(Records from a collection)
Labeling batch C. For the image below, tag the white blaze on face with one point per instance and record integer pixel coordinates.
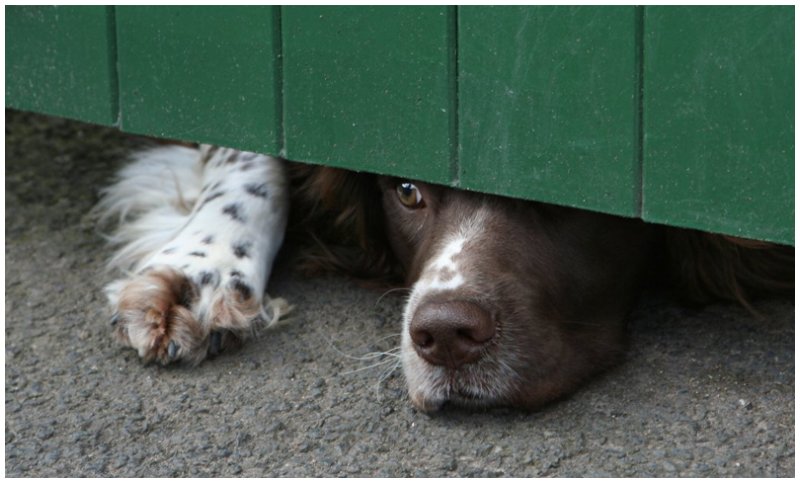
(443, 272)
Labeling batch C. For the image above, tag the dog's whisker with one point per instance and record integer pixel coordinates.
(366, 368)
(391, 290)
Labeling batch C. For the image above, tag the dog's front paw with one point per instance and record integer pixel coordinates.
(168, 315)
(154, 316)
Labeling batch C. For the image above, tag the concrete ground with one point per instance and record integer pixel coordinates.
(702, 393)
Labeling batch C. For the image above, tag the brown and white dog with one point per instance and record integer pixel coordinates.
(512, 302)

[DIRECTIONS]:
Can you restate all the records above word for word while dropping the pictures?

[EXERCISE ANSWER]:
Labeling batch C. For the image below, tag the white blaze on face with one point per instance and record integer pixel coordinates.
(443, 272)
Labeling batch C. For the image above, tag the dog's whisker with one point per instance and record integer pixel coordinates.
(366, 368)
(391, 290)
Labeling batch C. For the image above, tag the dog's front paw with one point per instance and record integer pixel coordinates.
(168, 315)
(154, 316)
Labeling batch C. For the image above, tag the concrete ground with one point per instance and record integer pixel coordinates.
(702, 393)
Labeling batch C. For the image above, tag the brown and white dog with one point per instance and record integer pixel coordinates.
(512, 302)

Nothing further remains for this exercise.